Buku, Penulis, dan Penjara

Diilhami oleh tulisan Bangaiptop “Dukung Bersihar Lubis“, Mas Hoek, dan juga banner keren, buah kreasi Kang Anto Bilang, naluri saya sebagai penulis katrok tiba-tiba ikut-ikutan “memberontak”. Betapa kebebasan yang dijamin pasal 28 UUD 1945 di negeri ini masih silang sengkarut. Masih ada persoalan serius yang harus dituntaskan, khususnya yang berkaitan dengan kebebasan berekspresi, baik secara lisan maupun tulisan.

Jujur saja, saya tidak kenal siapa Bersihar Lubis (BL). Pernah sesekali membaca tulisannya di TEMPO. Tulisan-tulisannya lugas, kritis, dan menusuk. Tulisan-tulisan khas yang biasa meluncur dari tangan para jurnalis. Namun, agaknya sikap lugas dan kritis BL berbuah petaka.

Akibat opininya di Koran TEMPO edisi 17 Maret 2007 yang berjudul “Kisah Interogator yang Dungu”, yang mengkritisi pelarangan buku sejarah SMP dan SMU oleh Kejaksaan Agung pada Maret 2007, yang juga mengaitkannya dengan pelarangan novel Pramoedya Ananta Toer, Bumi Manusia (BM), dan Anak Semua Bangsa (ASB) pada 1981, BL harus berurusan dengan pijak Kejaksaan Agung (baca di sini). BL diadili di Pengadilan Negeri (PN) Depok karena didakwa menghina instansi Kejaksaan Agung dan dituntut sesuai pasal 207 KUHP dan pasal 316 yo 310 ayat (1) KUHP. Jaksa Penuntut Umum Tikyono dari Kejaksaan Negeri Depok menuntut terdakwa dengan hukuman delapan bulan penjara pada 14 November lalu. Kemudian, BL menyampaikan pleidoinya pada 21 November 2007.

Dalam pleidoinya, BL mengatakan bahwa tulisannya di Koran TEMPO bukanlah perbuatan pidana. “Tetapi adalah wujud ekspresi dalam kebebasan berpendapat sebagaimana dibenarkan dalam pasal 28 UUD 1945, dan merupakan bagian dari alam demokrasi di Indonesia,” kata Lubis. Untuk itu ia mohon Majelis Hakim membebaskannya dari segala dakwaan (dikutip dari sini).

Siapa pun yang pernah membaca UUD 1945, khususnya pasal 28 berikut penjelasannya, saya kira akan sulit membantah kebenaran pleidoi yang disampaikan oleh BL itu. Namun, agaknya di mata hukum (khususnya pihak kejaksaan) BL dinilai telah melakukan penghinaan lantaran menyebut pelarang buku sebagai orang dungu. Itulah persoalan pelik yang tak henti-hentinya menghadang para penulis yang dengan amat sadar ingin melakukan sebuah perubahan.

Buku hakikatnya tak hanya sekadar simbol intelektual. Di dalamnya juga terkandung muatan nilai yang bisa diwariskan dari generasi ke generasi. Lumpuhnya dinamika dunia keilmuan di negeri ini agaknya lebih banyak disebabkan oleh penafsiran-penafsiran sepihak dari penguasa yang tidak mengizinkan buku-buku yang dinilai “liar” dan “melawan arus” dibaca oleh anak-anak bangsa. Mereka “diharamkan” membaca buku yang mampu memberikan persepsi berbeda terhadap keberadaan sang rezim.

Entri data:
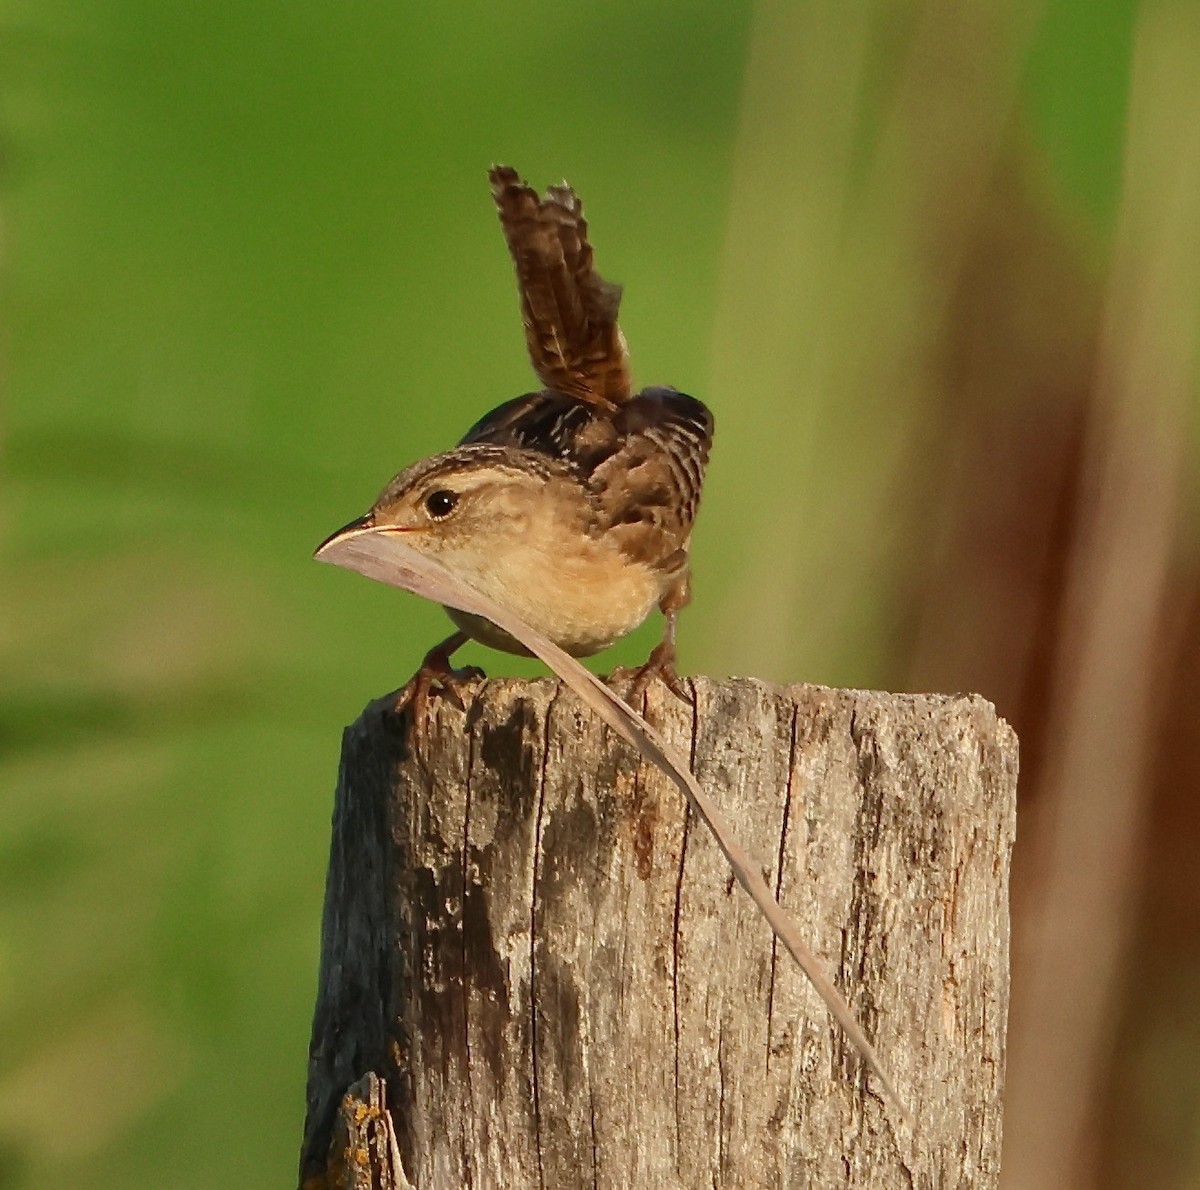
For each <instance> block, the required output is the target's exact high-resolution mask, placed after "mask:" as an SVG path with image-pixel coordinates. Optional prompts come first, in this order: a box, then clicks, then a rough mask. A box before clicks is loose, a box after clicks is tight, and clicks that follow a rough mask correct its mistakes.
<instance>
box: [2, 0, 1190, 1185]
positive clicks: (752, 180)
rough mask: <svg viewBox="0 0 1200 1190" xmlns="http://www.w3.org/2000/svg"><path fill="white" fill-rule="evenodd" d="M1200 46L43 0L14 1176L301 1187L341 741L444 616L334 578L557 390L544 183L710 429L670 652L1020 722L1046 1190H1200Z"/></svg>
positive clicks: (7, 736)
mask: <svg viewBox="0 0 1200 1190" xmlns="http://www.w3.org/2000/svg"><path fill="white" fill-rule="evenodd" d="M1198 61H1200V6H1196V5H1195V4H1193V2H1178V4H1166V2H1159V4H1150V2H1147V4H1144V5H1139V4H1135V2H1132V0H1096V2H1085V0H1046V2H1044V4H1033V2H1030V4H1021V2H1012V0H1007V2H1001V0H977V2H973V4H970V5H962V4H959V2H950V0H887V2H884V0H847V2H838V4H834V2H832V0H824V2H805V4H792V2H786V4H785V2H782V0H776V2H763V4H757V5H756V4H749V2H730V0H704V2H701V0H691V2H672V4H650V2H648V0H617V2H608V4H605V5H592V4H580V5H575V6H570V5H563V4H548V2H532V0H522V2H518V4H511V5H486V4H480V2H472V4H460V5H442V6H433V5H428V6H416V5H398V4H391V5H386V4H354V2H344V0H343V2H336V4H335V2H331V0H300V2H296V4H293V5H277V4H269V2H266V0H238V2H232V0H214V2H208V4H204V5H175V4H154V2H150V0H109V2H101V0H95V2H89V0H38V2H36V4H32V2H28V0H26V2H8V0H2V2H0V66H2V68H0V186H2V190H0V221H2V223H0V227H2V280H4V290H2V332H4V375H2V393H0V396H2V414H0V565H2V571H0V575H2V579H0V791H2V792H0V1036H2V1040H4V1045H2V1046H0V1185H2V1186H5V1188H7V1186H12V1188H46V1186H89V1188H91V1186H95V1188H108V1186H127V1185H148V1186H163V1188H168V1186H170V1188H174V1186H180V1188H182V1186H217V1185H233V1186H268V1185H272V1186H274V1185H278V1186H286V1185H289V1184H294V1177H295V1162H296V1153H298V1146H299V1140H300V1128H301V1123H302V1112H304V1102H302V1094H304V1077H305V1065H306V1053H307V1040H308V1024H310V1020H311V1011H312V1003H313V996H314V988H316V960H317V945H318V937H317V931H318V920H319V909H320V897H322V889H323V879H324V866H325V857H326V846H328V829H329V811H330V798H331V791H332V785H334V779H335V774H336V764H337V753H338V744H340V732H341V727H342V725H344V723H346V722H348V721H350V720H352V719H354V717H355V715H356V714H358V711H359V710H360V708H361V707H362V705H364V704H365V703H366V702H367V701H368V699H371V698H373V697H376V696H378V695H380V693H383V692H385V691H388V690H391V689H394V687H396V686H398V685H400V684H401V683H402V681H403V680H404V679H406V678H407V677H408V674H409V673H410V672H412V671H413V669H414V667H415V666H416V663H418V661H419V659H420V656H421V654H422V651H424V649H425V648H427V647H428V645H430V644H431V643H432V642H434V641H436V639H438V638H439V633H443V632H444V631H445V627H446V625H445V621H444V618H443V613H442V612H440V611H439V609H437V608H432V607H427V606H422V605H421V603H419V602H418V601H416V600H414V599H412V597H409V596H407V595H402V594H400V593H397V591H394V590H390V589H385V588H382V587H377V585H374V584H371V583H367V582H365V581H362V579H360V578H358V577H355V576H350V575H347V573H344V572H340V571H335V570H332V569H330V567H323V566H318V565H314V564H313V563H312V561H311V552H312V549H313V547H314V546H316V543H317V542H318V541H320V539H322V537H323V536H325V534H326V533H329V531H330V530H332V529H334V528H336V527H337V525H340V524H342V523H343V522H346V521H348V519H349V518H352V517H353V516H356V515H358V513H359V512H361V511H362V510H364V509H365V507H366V505H367V504H368V503H370V500H371V499H372V498H373V497H374V494H376V493H377V491H378V489H379V488H380V487H382V485H383V483H384V481H385V480H386V479H389V477H390V476H391V474H392V473H394V471H396V470H398V469H400V468H401V467H402V465H403V464H406V463H408V462H410V461H413V459H414V458H418V457H420V456H421V455H425V453H430V452H432V451H436V450H439V449H444V447H446V446H448V445H450V444H451V443H452V441H454V440H456V439H457V437H458V435H460V434H461V433H462V432H463V431H464V429H466V427H467V426H468V425H470V423H472V422H473V421H474V420H475V419H476V417H478V416H479V415H480V414H481V413H482V411H485V410H486V409H488V408H491V407H492V405H493V404H496V403H498V402H499V401H502V399H504V398H506V397H509V396H512V395H515V393H518V392H522V391H526V390H528V389H529V387H532V386H533V385H532V378H530V374H529V371H528V362H527V360H526V357H524V347H523V342H522V336H521V332H520V325H518V317H517V308H516V299H515V290H514V284H512V278H511V270H510V265H509V262H508V258H506V254H505V251H504V246H503V241H502V238H500V234H499V230H498V228H497V224H496V220H494V215H493V212H492V209H491V202H490V198H488V193H487V186H486V178H485V172H486V168H487V166H488V164H490V163H491V162H493V161H504V162H510V163H512V164H515V166H517V167H518V168H520V169H521V170H522V173H523V174H524V175H526V176H527V178H528V179H529V180H530V181H533V182H534V184H535V185H545V184H548V182H551V181H557V180H558V179H560V178H563V176H564V175H565V176H566V178H569V179H570V180H571V182H572V184H574V185H575V186H576V187H577V188H578V191H580V192H581V194H582V196H583V198H584V200H586V204H587V209H588V214H589V217H590V221H592V227H593V239H594V241H595V244H596V245H598V259H599V263H600V268H601V269H602V271H604V272H605V274H606V275H607V276H610V277H612V278H614V280H619V281H622V282H623V283H624V284H625V287H626V290H625V293H626V296H625V303H624V307H623V325H624V327H625V332H626V335H628V337H629V341H630V345H631V351H632V357H634V363H635V368H636V373H637V377H638V379H640V380H642V381H643V383H670V384H674V385H677V386H678V387H680V389H684V390H685V391H690V392H694V393H695V395H697V396H701V397H703V398H704V399H706V401H707V402H708V403H709V404H710V405H712V407H713V409H714V410H715V414H716V419H718V427H719V428H718V437H716V451H715V457H714V462H713V467H712V473H710V482H709V486H708V491H707V494H706V506H704V510H703V515H702V517H701V527H700V529H698V531H697V540H696V543H695V567H694V569H695V572H696V603H695V606H694V607H692V608H691V609H689V612H688V613H686V614H685V615H684V618H683V623H682V633H680V636H682V659H683V668H684V669H685V671H686V669H703V671H708V672H713V673H731V672H739V673H755V674H758V675H762V677H766V678H773V679H779V680H810V681H820V683H826V684H830V685H862V686H887V687H893V689H938V690H968V689H970V690H979V691H980V692H982V693H984V695H985V696H988V697H990V698H992V699H994V701H995V702H996V704H997V707H998V709H1000V711H1001V714H1003V715H1006V717H1008V719H1009V720H1010V721H1012V722H1013V723H1014V726H1015V727H1016V728H1018V731H1019V732H1020V734H1021V738H1022V793H1021V797H1022V807H1021V812H1022V823H1021V834H1020V839H1019V848H1018V858H1016V870H1015V873H1014V913H1015V922H1014V944H1015V952H1014V964H1015V969H1014V1009H1013V1021H1012V1026H1013V1032H1012V1038H1010V1040H1012V1046H1010V1068H1009V1075H1010V1077H1009V1089H1010V1090H1009V1099H1008V1123H1007V1132H1006V1184H1007V1185H1008V1186H1014V1188H1016V1186H1070V1185H1080V1186H1091V1185H1103V1186H1108V1185H1112V1186H1200V1143H1198V1137H1200V1075H1198V1069H1200V1063H1198V1062H1196V1058H1198V1056H1200V1010H1198V1008H1200V928H1198V924H1200V895H1198V892H1196V891H1195V888H1196V885H1198V884H1200V882H1198V881H1196V875H1198V861H1196V855H1195V848H1194V841H1195V837H1196V829H1198V822H1196V813H1195V811H1194V807H1193V801H1194V800H1195V799H1194V794H1195V791H1196V788H1198V785H1200V764H1198V761H1196V752H1198V747H1196V745H1198V737H1200V725H1198V719H1200V714H1198V707H1200V681H1198V677H1196V675H1198V673H1200V581H1198V566H1196V549H1195V499H1194V497H1195V485H1194V462H1195V455H1196V440H1195V419H1194V413H1195V408H1196V401H1195V351H1194V339H1195V332H1196V330H1198V325H1200V317H1198V296H1196V295H1198V288H1200V280H1198V278H1200V252H1198V235H1200V232H1198V227H1200V164H1198V162H1200V82H1198V79H1200V72H1198V71H1196V68H1195V64H1196V62H1198ZM655 632H656V626H655V625H650V626H648V627H646V629H643V630H642V631H641V632H640V633H638V635H637V636H636V637H635V638H634V639H632V641H630V642H625V643H624V644H623V645H622V647H619V648H618V649H614V650H613V651H612V654H610V655H608V656H606V657H604V659H601V661H602V666H604V667H607V666H608V665H612V663H616V662H634V661H636V660H638V659H640V657H642V656H644V654H646V650H647V648H648V644H649V643H650V642H652V641H653V639H654V638H655ZM463 656H464V660H467V661H470V662H475V663H481V665H484V666H486V667H488V668H490V671H491V672H493V673H512V672H536V667H535V666H533V665H532V663H524V662H520V661H515V660H514V659H510V657H498V656H496V655H494V654H492V655H490V654H487V653H486V650H482V649H479V648H476V647H472V649H470V650H464V654H463Z"/></svg>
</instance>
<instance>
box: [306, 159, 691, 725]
mask: <svg viewBox="0 0 1200 1190" xmlns="http://www.w3.org/2000/svg"><path fill="white" fill-rule="evenodd" d="M488 176H490V180H491V184H492V196H493V198H494V200H496V206H497V210H498V211H499V216H500V226H502V228H503V229H504V235H505V239H506V240H508V245H509V251H510V252H511V254H512V260H514V263H515V265H516V275H517V286H518V289H520V296H521V313H522V319H523V323H524V333H526V343H527V345H528V349H529V356H530V359H532V361H533V368H534V372H535V373H536V375H538V379H539V380H540V381H541V383H542V385H545V387H544V389H541V390H539V391H536V392H528V393H526V395H524V396H521V397H516V398H515V399H512V401H508V402H505V403H504V404H502V405H499V407H498V408H496V409H493V410H492V411H491V413H488V414H486V415H485V416H484V417H482V419H480V421H478V422H476V423H475V425H474V426H473V427H472V428H470V429H469V431H468V432H467V434H466V437H464V438H463V439H462V441H460V443H458V445H457V446H456V447H455V449H454V450H451V451H446V452H445V453H442V455H434V456H432V457H431V458H424V459H421V461H420V462H418V463H413V465H412V467H409V468H407V469H406V470H403V471H401V473H400V474H398V475H397V476H396V477H395V479H394V480H392V481H391V482H390V483H389V485H388V486H386V487H385V488H384V489H383V492H382V494H380V495H379V498H378V499H377V500H376V503H374V504H373V505H372V507H371V511H370V512H367V513H366V516H364V517H360V518H359V519H358V521H354V522H352V523H350V524H348V525H346V527H344V528H343V529H340V530H338V531H337V533H336V534H334V535H332V536H331V537H330V539H328V540H329V541H332V540H334V539H336V537H338V536H340V535H341V534H343V533H349V531H355V530H361V529H365V528H373V529H380V530H384V531H395V533H403V534H404V540H406V542H407V543H409V545H412V546H413V548H415V549H418V551H420V552H422V553H426V554H428V555H431V557H436V558H437V560H439V561H440V563H443V564H444V565H446V566H448V567H449V569H450V570H452V571H454V572H456V573H457V575H458V576H461V577H462V578H463V579H464V581H466V582H468V583H469V584H470V585H472V587H474V588H475V589H478V590H479V591H481V593H482V594H485V595H488V596H491V597H492V599H494V600H496V601H497V602H498V603H500V605H503V606H504V607H506V608H509V609H511V611H512V612H515V613H517V614H518V615H520V617H521V618H522V619H523V620H524V621H526V623H527V624H529V625H530V626H532V627H534V629H536V630H538V631H539V632H541V633H542V635H544V636H546V637H548V638H550V639H551V641H553V642H554V643H556V644H558V645H560V647H562V648H563V649H565V650H566V651H568V653H570V654H572V655H574V656H587V655H589V654H593V653H599V651H600V650H601V649H604V648H606V647H607V645H610V644H612V643H613V642H614V641H617V639H618V638H620V637H623V636H625V633H628V632H631V631H632V630H634V629H636V627H637V626H638V625H640V624H641V623H642V621H643V620H644V619H646V617H647V615H649V613H650V611H652V609H653V608H654V607H655V605H658V607H659V608H660V609H661V611H662V614H664V617H665V621H666V625H665V631H664V636H662V641H661V643H660V644H659V645H658V647H656V648H655V649H654V650H653V653H652V654H650V657H649V660H648V661H647V663H646V665H644V666H643V667H642V668H641V671H640V672H638V677H637V678H636V679H635V681H636V683H637V684H638V685H642V684H644V681H646V680H648V679H649V678H652V677H654V675H660V677H662V678H664V679H665V680H666V681H667V683H668V685H671V687H672V689H673V690H676V691H677V692H679V686H678V681H677V679H676V675H674V626H676V617H677V615H678V613H679V609H680V608H682V607H684V606H685V605H686V603H688V601H689V597H690V591H689V570H688V551H689V545H690V540H691V527H692V523H694V522H695V518H696V510H697V507H698V505H700V493H701V485H702V482H703V477H704V467H706V464H707V462H708V451H709V446H710V444H712V439H713V416H712V414H710V413H709V411H708V409H706V408H704V405H703V404H702V403H701V402H700V401H697V399H696V398H695V397H689V396H686V395H685V393H683V392H678V391H676V390H674V389H670V387H649V389H643V390H642V391H641V392H636V393H635V392H634V389H632V383H631V379H630V372H629V354H628V351H626V348H625V339H624V336H623V335H622V332H620V330H619V327H618V325H617V309H618V306H619V303H620V287H619V286H616V284H612V283H611V282H607V281H605V280H604V278H602V277H601V276H600V275H599V274H598V272H596V271H595V266H594V264H593V254H592V245H590V244H589V241H588V226H587V222H586V221H584V218H583V208H582V205H581V203H580V199H578V196H577V194H576V193H575V191H574V190H572V188H571V187H570V186H568V185H566V184H565V182H564V184H563V185H562V186H552V187H551V188H550V190H548V191H547V192H546V194H545V197H539V196H538V193H536V191H534V190H533V188H532V187H529V186H527V185H526V184H524V182H523V181H522V180H521V178H520V175H518V174H517V173H516V170H514V169H511V168H509V167H506V166H494V167H493V168H492V170H491V172H490V175H488ZM326 543H328V542H326ZM446 611H448V612H449V614H450V618H451V619H452V620H454V621H455V624H456V625H457V627H458V630H460V631H457V632H455V633H454V635H452V636H451V637H449V638H448V639H446V641H444V642H443V643H442V644H439V645H438V647H437V648H436V649H432V650H431V651H430V653H428V654H427V656H426V659H425V662H424V665H422V666H421V669H420V671H419V672H418V674H416V677H415V678H414V679H413V680H412V681H410V683H409V684H408V685H407V686H406V687H404V690H403V691H402V692H401V695H400V699H398V702H397V708H402V707H404V705H407V704H408V703H409V702H414V701H415V702H416V703H418V705H415V707H414V713H419V711H420V709H421V707H420V704H421V703H422V702H424V699H425V697H426V696H427V693H428V690H430V689H431V684H432V683H438V684H439V685H442V686H443V689H445V690H446V691H449V692H450V693H451V695H454V693H455V692H454V679H455V678H456V677H457V674H456V672H455V671H452V669H451V668H450V665H449V660H450V655H451V654H452V653H454V651H455V650H456V649H458V648H460V647H461V645H462V644H464V643H466V642H467V639H468V638H474V639H476V641H481V642H482V643H484V644H487V645H491V647H492V648H494V649H503V650H505V651H509V653H526V649H524V647H523V645H521V644H518V643H517V642H516V641H514V638H512V637H511V636H509V635H508V633H506V632H503V631H502V630H500V629H498V627H497V626H496V625H494V624H492V623H491V621H490V620H485V619H481V618H479V617H475V615H469V614H467V613H463V612H458V611H455V609H452V608H448V609H446ZM455 697H456V696H455ZM418 719H420V716H419V715H418Z"/></svg>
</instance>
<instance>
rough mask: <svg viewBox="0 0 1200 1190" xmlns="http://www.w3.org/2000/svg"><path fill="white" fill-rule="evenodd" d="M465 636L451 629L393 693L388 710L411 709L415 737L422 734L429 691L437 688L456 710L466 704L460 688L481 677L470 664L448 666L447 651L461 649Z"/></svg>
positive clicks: (452, 650)
mask: <svg viewBox="0 0 1200 1190" xmlns="http://www.w3.org/2000/svg"><path fill="white" fill-rule="evenodd" d="M469 639H470V637H468V636H467V633H466V632H455V633H454V635H452V636H449V637H446V638H445V639H444V641H443V642H442V643H440V644H439V645H436V647H434V648H432V649H430V651H428V653H426V654H425V660H424V661H422V662H421V668H420V669H418V671H416V673H414V674H413V677H412V678H409V679H408V681H407V683H404V686H403V689H402V690H401V691H400V692H398V693H397V695H396V702H395V703H394V704H392V711H394V713H395V714H396V715H400V714H402V713H403V711H404V710H406V709H408V708H412V727H413V732H414V733H415V734H416V735H418V737H419V738H420V737H421V735H424V733H425V711H426V708H427V707H428V702H430V695H431V693H433V691H436V690H437V691H440V692H442V693H444V695H445V696H446V697H448V698H449V699H450V701H451V702H452V703H454V704H455V705H456V707H457V708H458V709H460V710H466V704H464V703H463V701H462V687H463V686H466V685H467V684H468V683H470V681H474V680H475V679H476V678H482V677H484V671H482V669H476V668H475V667H474V666H469V667H468V668H466V669H455V668H452V667H451V665H450V656H451V654H454V653H456V651H457V650H458V649H461V648H462V647H463V645H464V644H466V643H467V642H468V641H469Z"/></svg>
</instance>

▶ [Tugas yang Dikerjakan]
1. Salin tanpa perubahan seluruh bagian teks tentang Bersihar Lubis, mulai dari "Akibat opininya di" hingga "21 November 2007.".
2. Jawab pertanyaan berikut berdasarkan teks tentang Bersihar Lubis.
(a) Di media apa penulis pernah sesekali membaca tulisan Bersihar Lubis?
(b) Berapa lama hukuman penjara yang dituntut Jaksa Penuntut Umum Tikyono?
(c) Pasal UUD 1945 mana yang dirujuk Bersihar Lubis dalam pleidoinya?
3. Terjemahkan kalimat dari teks tentang Bersihar Lubis ini ke dalam bahasa Inggris: "Buku hakikatnya tak hanya sekadar simbol intelektual."

▶ [Jawaban per Nomor]
1.
Akibat opininya di Koran TEMPO edisi 17 Maret 2007 yang berjudul “Kisah Interogator yang Dungu”, yang mengkritisi pelarangan buku sejarah SMP dan SMU oleh Kejaksaan Agung pada Maret 2007, yang juga mengaitkannya dengan pelarangan novel Pramoedya Ananta Toer, Bumi Manusia (BM), dan Anak Semua Bangsa (ASB) pada 1981, BL harus berurusan dengan pijak Kejaksaan Agung (baca di sini). BL diadili di Pengadilan Negeri (PN) Depok karena didakwa menghina instansi Kejaksaan Agung dan dituntut sesuai pasal 207 KUHP dan pasal 316 yo 310 ayat (1) KUHP. Jaksa Penuntut Umum Tikyono dari Kejaksaan Negeri Depok menuntut terdakwa dengan hukuman delapan bulan penjara pada 14 November lalu. Kemudian, BL menyampaikan pleidoinya pada 21 November 2007.

2.
(a) TEMPO
(b) Delapan bulan
(c) Pasal 28

3. Books are, in essence, not merely intellectual symbols.